**YOUR GOAL**:
Report each line of the material below that contains the string "camera", copying every such line in full. The match is case-sensitive.

**DATASET ENTRIES**:

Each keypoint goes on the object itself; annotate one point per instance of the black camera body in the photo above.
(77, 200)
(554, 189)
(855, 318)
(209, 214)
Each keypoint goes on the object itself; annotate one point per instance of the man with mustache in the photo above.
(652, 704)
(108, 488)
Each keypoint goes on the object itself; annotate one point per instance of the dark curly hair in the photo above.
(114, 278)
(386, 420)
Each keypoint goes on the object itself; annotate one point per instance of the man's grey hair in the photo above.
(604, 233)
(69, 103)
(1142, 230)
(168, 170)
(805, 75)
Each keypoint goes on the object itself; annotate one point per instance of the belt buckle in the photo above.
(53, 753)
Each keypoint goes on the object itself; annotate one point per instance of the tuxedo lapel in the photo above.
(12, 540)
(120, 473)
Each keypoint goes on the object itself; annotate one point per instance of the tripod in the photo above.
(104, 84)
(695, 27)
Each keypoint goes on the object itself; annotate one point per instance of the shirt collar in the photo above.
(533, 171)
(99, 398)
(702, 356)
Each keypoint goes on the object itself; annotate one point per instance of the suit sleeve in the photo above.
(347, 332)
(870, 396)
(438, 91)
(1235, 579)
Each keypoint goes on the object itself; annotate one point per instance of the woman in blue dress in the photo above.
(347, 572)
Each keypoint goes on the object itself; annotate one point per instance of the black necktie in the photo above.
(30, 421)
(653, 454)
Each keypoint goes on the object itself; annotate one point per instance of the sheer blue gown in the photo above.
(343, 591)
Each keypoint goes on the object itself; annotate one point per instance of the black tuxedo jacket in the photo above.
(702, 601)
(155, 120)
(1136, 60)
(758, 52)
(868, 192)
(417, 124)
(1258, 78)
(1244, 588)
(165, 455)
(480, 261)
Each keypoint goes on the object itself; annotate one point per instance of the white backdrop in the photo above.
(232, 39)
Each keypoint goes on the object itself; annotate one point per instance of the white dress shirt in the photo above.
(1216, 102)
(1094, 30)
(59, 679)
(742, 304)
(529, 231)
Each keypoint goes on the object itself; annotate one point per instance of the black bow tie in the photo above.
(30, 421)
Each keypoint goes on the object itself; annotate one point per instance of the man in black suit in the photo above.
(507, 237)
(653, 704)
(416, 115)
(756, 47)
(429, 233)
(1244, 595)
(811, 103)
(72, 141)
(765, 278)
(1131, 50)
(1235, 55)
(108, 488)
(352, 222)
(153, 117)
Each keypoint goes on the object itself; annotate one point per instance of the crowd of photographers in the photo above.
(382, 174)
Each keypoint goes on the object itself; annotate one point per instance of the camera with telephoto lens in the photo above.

==

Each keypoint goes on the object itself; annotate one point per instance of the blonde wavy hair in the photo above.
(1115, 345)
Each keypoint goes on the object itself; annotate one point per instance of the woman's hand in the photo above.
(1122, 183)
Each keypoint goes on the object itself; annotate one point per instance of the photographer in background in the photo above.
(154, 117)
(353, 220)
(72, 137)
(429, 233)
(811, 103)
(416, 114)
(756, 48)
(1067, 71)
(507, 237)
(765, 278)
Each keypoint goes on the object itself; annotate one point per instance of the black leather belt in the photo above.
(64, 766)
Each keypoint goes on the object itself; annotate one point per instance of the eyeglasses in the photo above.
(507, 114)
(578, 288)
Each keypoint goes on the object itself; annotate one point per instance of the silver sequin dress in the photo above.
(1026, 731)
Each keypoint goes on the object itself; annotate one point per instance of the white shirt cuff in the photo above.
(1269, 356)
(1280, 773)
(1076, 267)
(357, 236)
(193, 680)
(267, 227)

**FINAL RESULT**:
Each keypoint goes on the object itself; annotate one point per instance of the black camera body in the photo above.
Each keypoint goes on the object itself; annotate one point per instance of the camera with telephoto lens in the photo above.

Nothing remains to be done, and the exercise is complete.